··· Document segment

By Staff | Aug 25, 2011

Ladies, it’s time to come out of the closet. Well, not in that way, but nonetheless – it’s time to confess something that it seems we have been hiding for our entire married lives.

We don’t have four legs and a tail.

I know this must come as a shock to those of you who never noticed that about us.

Truthfully, I may have had either those things in a former life, and I am spooked by that thought occasionally as I drool over the thought of eating fresh corn, and when I long for something that can swat biting flies off of my backside while I feed my young simply by standing up.

The farm dog will willingly hop into a truck and ride around until the cows come home with its head stuck out the window and slobber flinging back onto it and the people they love – thrilled to be in the company of those people.

But the farm wife is not as excited about neither wind nor slobber, whether her own or that of her canine counterpart. Nor does she willingly hop into the truck if she knows that the path from “Point A to Point B” will take on the path of a Spirograph game gone terribly wrong. Let me explain.

For my husband and others like him, there is no direct route to anywhere. People like my husband (maybe your husband) are drawn to the notion of seeing new country and what’s in it. And so far I’ve managed to see it all slobber-free, with the exception of a couple of rides home after especially dreadful dental incidents, followed by repeat performances at the mailbox when those bills arrived.

We married farmers, which means that we married people who love the land and looking at it, and the feel and smell of the soil and the machinery it takes to turn it over and plant new seeds of hope each year.

And finding that equipment and all of the parts it takes to keep it going is something that takes him, and us, more places than Expedia.

Short of saying “You can’t get there from here,” it seems as if whenever we get into a vehicle, the route is always wrapped around crop scouting, implement dealers, farm-and-home stores or at least a route that will lead us in and out of several counties before we are arrive at our destination.

I would be the most well-traveled farm wife in history if I ever knew where in the heck we were at any given time on most of those trips. Back roads are a farmer’s get-away, I’ve learned.

My husband likes to see new country and enjoys looking at the crops of those in surrounding areas, interested in how they compare to his.

To the untrained eye, those fields and animals look mostly the same, and we are amazed that our guys can find so many things to say about them all. I’m usually sawing logs over in the passenger seat, dreaming about a direct route to anywhere, so I guess I miss out on many of those windshield appraisals between he and our sons.

Nonetheless, it seems to be a necessary part of traveling with a farmer. When so many others are doing the same thing he’s doing with his life, there’s so much to be learned from watching the ways in which other farmers accomplish their tasks, or what they are doing with their crops, or seeing how much livestock is left in the country.

There are tiling projects to view, flooded fields to see, terrace farming practices to explore and then imagine actually doing. (How I used to hate walking beans on terraced ground when I was growing up. It was hard to anticipate being finished with the field because I never knew where that actually was).

There are implement dealer lots to drive through; machines to see and inspect; barns to marvel over and discussions that center around the stories those barns would share if they could talk.

These kinds of trips are much more exciting for our kids than they are for me, since they are all farming or studying/working in ag-related careers, and can contribute intelligently to any such conversation, whether carried on at the supper table or on one of my husband’s “business trips.”

At the supper table, I mostly just sit and chew.

And yet, as average farm wives, we know that the crops, machinery and things with tails usually take first priority and we’ve come to accept it as part of farm life.

I should never have cut off my ponytail. What was I thinking?

······

In the piece about traveling with a farmer, rewrite the part that begins at the words "We married farmers, which" and stops after "at our destination.", changing "Expedia" to "any travel agent".

··· Data section

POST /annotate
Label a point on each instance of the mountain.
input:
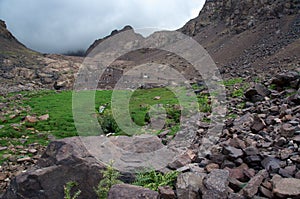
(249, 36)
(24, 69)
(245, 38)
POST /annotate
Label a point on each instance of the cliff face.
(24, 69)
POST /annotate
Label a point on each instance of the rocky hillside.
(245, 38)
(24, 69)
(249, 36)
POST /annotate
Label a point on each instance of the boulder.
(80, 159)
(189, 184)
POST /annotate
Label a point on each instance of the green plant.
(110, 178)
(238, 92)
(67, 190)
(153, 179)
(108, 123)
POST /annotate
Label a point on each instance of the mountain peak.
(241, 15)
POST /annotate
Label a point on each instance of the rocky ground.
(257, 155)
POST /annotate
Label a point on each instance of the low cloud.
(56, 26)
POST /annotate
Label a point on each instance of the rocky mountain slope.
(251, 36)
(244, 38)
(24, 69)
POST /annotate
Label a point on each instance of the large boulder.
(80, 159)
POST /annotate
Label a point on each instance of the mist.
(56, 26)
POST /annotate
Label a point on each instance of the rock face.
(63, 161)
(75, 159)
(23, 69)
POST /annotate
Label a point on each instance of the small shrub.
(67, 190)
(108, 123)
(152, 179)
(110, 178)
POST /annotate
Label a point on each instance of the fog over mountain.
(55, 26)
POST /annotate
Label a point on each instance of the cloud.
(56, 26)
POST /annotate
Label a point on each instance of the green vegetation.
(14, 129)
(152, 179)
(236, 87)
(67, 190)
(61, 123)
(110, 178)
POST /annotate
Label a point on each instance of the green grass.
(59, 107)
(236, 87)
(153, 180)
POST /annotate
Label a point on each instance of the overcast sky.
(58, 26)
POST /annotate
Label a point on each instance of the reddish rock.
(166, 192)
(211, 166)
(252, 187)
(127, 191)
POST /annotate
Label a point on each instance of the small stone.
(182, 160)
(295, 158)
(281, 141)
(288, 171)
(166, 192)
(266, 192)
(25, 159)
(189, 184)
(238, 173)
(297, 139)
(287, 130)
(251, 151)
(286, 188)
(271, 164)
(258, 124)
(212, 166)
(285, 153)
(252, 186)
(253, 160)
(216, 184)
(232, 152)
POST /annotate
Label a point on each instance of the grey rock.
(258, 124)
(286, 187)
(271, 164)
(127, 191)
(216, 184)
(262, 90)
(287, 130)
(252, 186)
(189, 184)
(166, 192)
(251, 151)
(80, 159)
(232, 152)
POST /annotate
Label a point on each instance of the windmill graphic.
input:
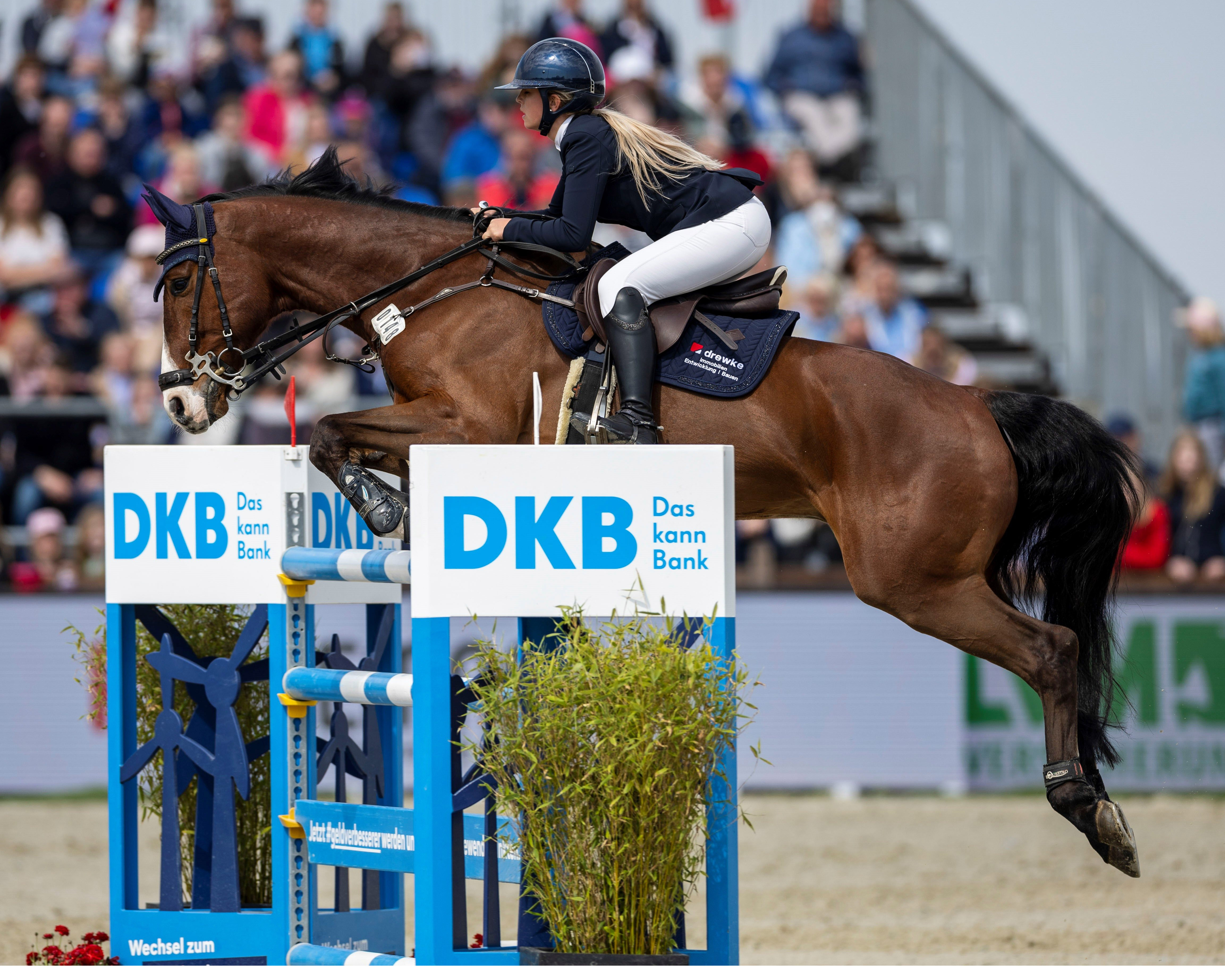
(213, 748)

······
··· Data section

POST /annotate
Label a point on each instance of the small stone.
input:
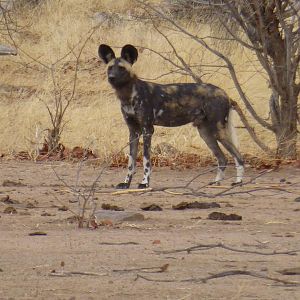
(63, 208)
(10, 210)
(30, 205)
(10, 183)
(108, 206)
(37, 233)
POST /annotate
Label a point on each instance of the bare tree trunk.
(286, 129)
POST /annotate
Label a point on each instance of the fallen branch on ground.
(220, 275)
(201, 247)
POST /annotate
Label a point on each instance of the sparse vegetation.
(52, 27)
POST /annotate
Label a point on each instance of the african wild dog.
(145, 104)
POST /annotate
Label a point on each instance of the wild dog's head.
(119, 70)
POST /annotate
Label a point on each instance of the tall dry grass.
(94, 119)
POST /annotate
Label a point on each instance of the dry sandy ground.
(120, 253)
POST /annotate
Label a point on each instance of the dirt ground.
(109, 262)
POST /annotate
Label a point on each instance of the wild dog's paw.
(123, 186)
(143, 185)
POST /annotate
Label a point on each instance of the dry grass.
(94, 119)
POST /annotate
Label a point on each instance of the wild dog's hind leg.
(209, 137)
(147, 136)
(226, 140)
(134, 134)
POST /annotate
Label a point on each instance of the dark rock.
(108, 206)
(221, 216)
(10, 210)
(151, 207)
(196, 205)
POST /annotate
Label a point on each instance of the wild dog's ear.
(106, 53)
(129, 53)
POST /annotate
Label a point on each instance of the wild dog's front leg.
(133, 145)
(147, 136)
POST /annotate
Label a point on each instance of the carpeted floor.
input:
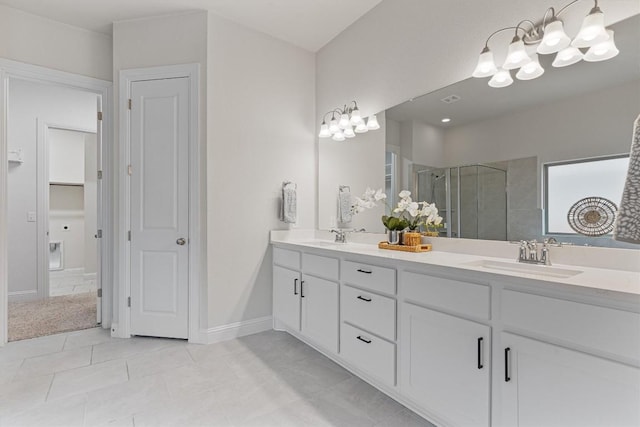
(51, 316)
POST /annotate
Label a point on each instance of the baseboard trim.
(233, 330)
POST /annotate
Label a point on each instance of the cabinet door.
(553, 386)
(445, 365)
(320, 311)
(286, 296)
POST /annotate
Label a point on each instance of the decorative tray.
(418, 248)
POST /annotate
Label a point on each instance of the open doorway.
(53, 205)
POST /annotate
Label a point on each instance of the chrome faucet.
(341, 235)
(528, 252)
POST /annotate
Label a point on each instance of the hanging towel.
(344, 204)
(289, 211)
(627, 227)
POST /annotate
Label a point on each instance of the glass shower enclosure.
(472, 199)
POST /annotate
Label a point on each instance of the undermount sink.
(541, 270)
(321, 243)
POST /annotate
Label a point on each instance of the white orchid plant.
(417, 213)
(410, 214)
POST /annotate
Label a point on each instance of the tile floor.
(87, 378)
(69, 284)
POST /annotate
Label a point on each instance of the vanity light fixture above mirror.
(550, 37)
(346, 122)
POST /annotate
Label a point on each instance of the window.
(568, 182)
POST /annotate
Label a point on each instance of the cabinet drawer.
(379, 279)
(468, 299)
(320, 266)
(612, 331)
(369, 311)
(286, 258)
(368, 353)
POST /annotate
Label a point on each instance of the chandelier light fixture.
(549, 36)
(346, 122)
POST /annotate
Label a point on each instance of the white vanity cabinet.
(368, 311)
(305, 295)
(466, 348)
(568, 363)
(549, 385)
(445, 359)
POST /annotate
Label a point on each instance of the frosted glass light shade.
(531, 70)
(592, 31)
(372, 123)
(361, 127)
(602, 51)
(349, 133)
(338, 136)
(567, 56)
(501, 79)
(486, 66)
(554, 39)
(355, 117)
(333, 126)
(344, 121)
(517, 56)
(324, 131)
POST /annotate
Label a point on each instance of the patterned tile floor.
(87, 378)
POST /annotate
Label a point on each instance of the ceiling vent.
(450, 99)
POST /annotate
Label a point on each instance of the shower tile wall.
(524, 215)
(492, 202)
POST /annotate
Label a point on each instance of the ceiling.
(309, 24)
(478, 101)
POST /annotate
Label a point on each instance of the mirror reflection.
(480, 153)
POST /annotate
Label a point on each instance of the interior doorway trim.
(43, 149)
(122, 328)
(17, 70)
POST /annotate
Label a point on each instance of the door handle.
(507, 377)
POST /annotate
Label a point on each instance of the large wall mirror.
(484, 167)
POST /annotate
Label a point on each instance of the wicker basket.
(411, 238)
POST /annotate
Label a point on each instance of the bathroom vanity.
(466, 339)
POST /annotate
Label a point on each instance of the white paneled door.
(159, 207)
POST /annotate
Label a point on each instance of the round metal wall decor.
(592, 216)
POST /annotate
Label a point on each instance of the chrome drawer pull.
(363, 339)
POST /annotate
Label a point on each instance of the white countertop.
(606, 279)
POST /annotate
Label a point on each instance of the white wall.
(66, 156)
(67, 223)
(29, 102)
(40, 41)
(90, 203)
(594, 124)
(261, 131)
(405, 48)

······
··· Data section

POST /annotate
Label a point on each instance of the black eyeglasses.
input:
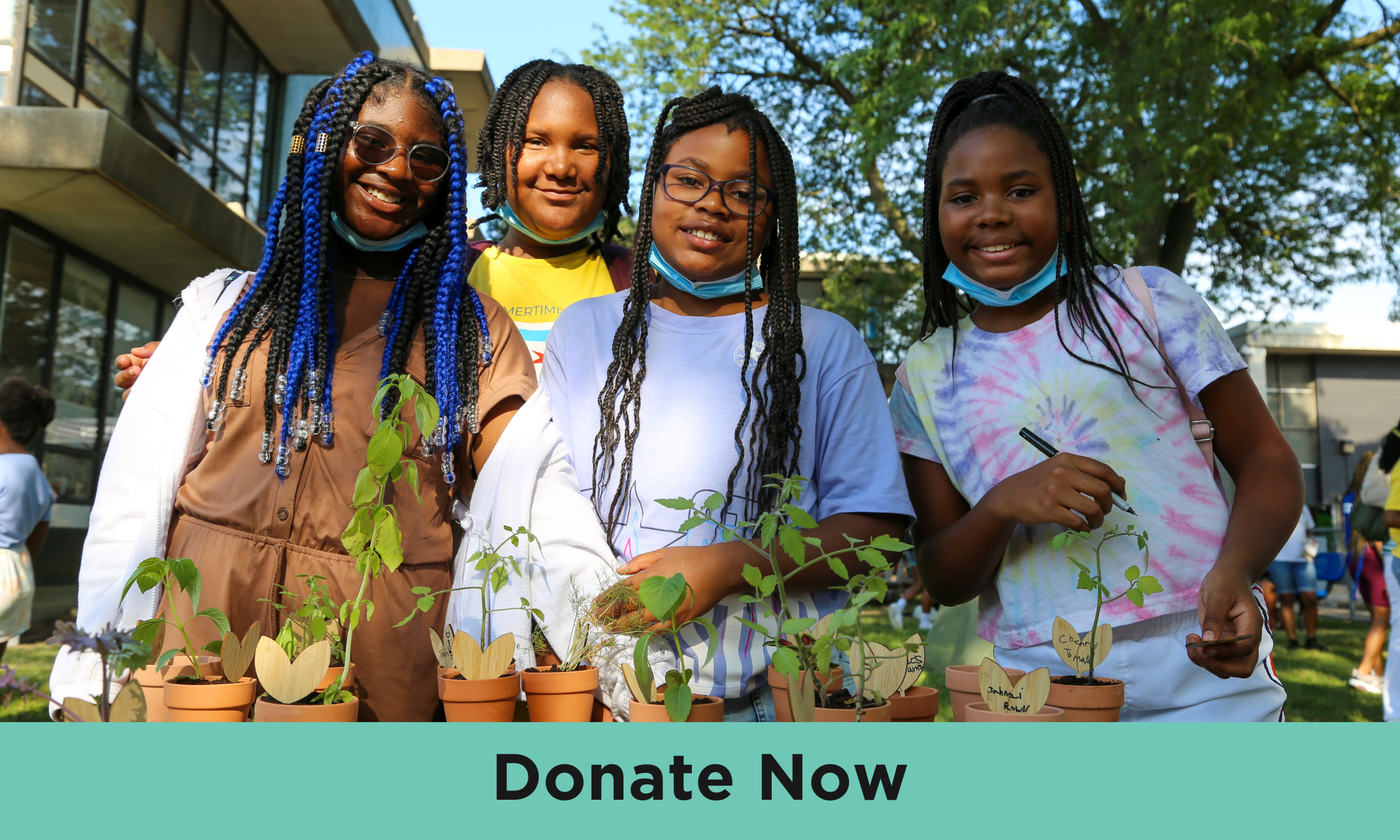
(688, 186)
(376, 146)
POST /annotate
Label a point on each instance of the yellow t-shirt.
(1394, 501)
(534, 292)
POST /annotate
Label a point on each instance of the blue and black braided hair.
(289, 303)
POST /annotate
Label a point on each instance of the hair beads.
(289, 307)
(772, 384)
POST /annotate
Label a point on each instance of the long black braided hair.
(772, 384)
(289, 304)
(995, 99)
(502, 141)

······

● **Answer in full**:
We married farmers, which means that we married people who love the land and looking at it, and the feel and smell of the soil and the machinery it takes to turn it over and plant new seeds of hope each year.

And finding that equipment and all of the parts it takes to keep it going is something that takes him, and us, more places than any travel agent.

Short of saying “You can’t get there from here,” it seems as if whenever we get into a vehicle, the route is always wrapped around crop scouting, implement dealers, farm-and-home stores or at least a route that will lead us in and out of several counties before we are arrive at our destination.